[INPUT MATERIAL start]

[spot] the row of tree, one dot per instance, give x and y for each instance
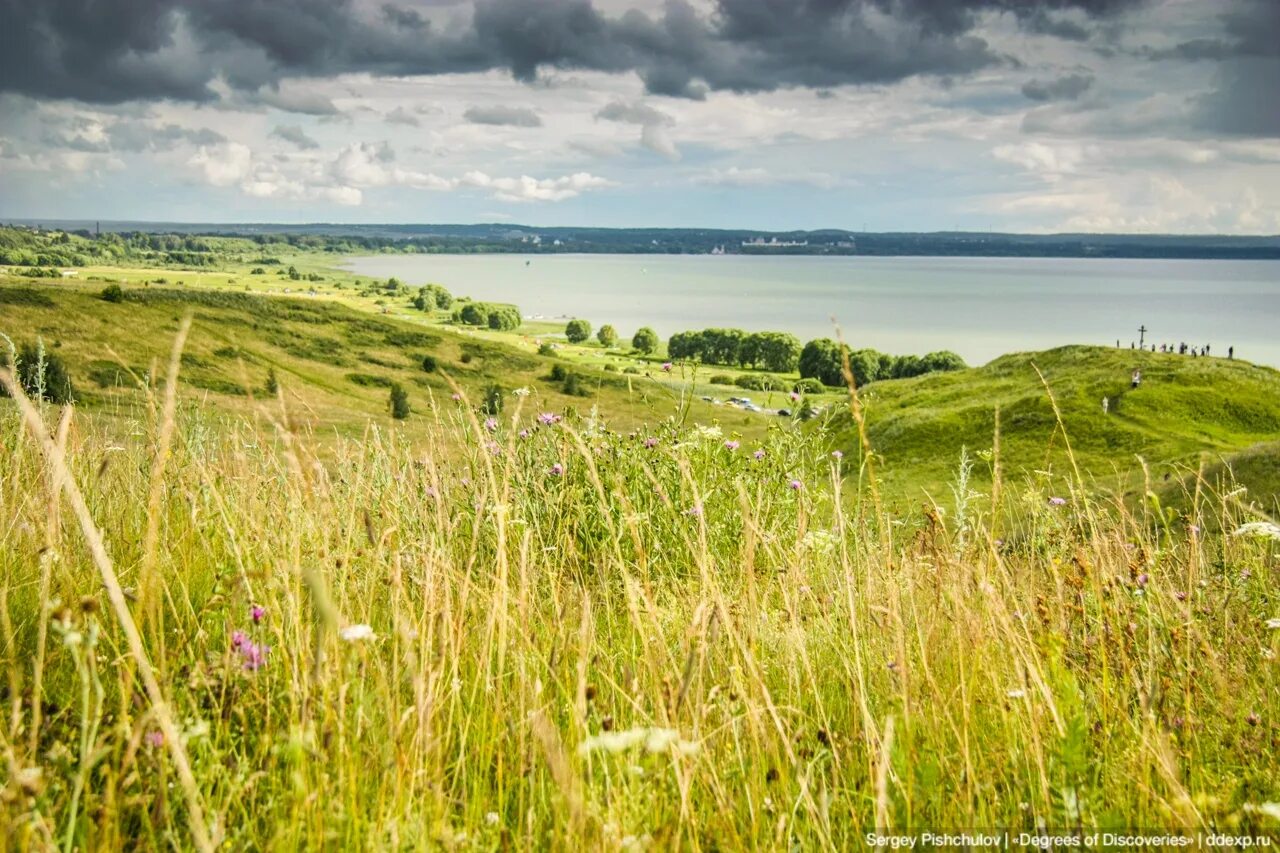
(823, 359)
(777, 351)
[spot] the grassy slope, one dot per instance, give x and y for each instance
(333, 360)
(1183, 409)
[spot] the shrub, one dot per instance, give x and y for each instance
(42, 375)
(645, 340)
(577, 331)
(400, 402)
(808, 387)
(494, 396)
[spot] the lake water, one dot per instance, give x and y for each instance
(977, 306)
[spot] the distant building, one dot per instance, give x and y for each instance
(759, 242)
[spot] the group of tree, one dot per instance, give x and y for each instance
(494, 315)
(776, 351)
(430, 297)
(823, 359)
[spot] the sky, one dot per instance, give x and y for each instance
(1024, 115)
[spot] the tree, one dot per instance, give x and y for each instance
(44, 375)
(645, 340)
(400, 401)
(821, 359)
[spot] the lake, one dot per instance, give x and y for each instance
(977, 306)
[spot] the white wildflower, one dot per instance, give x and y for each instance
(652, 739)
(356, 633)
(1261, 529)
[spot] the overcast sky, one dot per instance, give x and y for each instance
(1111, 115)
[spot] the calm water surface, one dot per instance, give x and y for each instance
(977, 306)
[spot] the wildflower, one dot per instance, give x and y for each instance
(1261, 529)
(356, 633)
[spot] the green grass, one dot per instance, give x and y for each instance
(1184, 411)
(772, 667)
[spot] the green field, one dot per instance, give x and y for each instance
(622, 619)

[INPUT MATERIAL end]

* _WHAT TO PRODUCE_: Switch "shrub" to "bush" in the data above, from its start through the line with "(1111, 115)", and write those lines again otherwise unchanged, leaving out the pictures.

* _CORRECT OUTPUT_:
[spot] the row of tree, one dot per instance, give x and y for each instance
(823, 359)
(777, 351)
[spot] the grassy slope, one dot per instance, give x and y for each instance
(333, 360)
(1183, 409)
[spot] the bush, one dot per instance, give x and y for each instance
(42, 375)
(645, 340)
(577, 331)
(400, 402)
(808, 387)
(494, 396)
[spot] the lake water, one dot per instance, give x and y for each instance
(977, 306)
[spot] the distant building, one dot per instance, give x and y for each instance
(759, 242)
[spot] the group of tree, one dot per instance, give x and y for each instance
(494, 315)
(776, 351)
(430, 297)
(823, 359)
[spot] the sky, one dot per instance, give x and y for each instance
(1024, 115)
[spot] the tree, one dot per instance, give x and y for each instance
(44, 375)
(645, 340)
(400, 401)
(821, 359)
[spot] the lake, one dot per instance, give x and y for each instance
(977, 306)
[spot] the white wildflower, one dot per instance, give x and y for each instance
(652, 739)
(356, 633)
(1261, 529)
[spot] the overcast sky, one dot per instance, give x and y for each instance
(1111, 115)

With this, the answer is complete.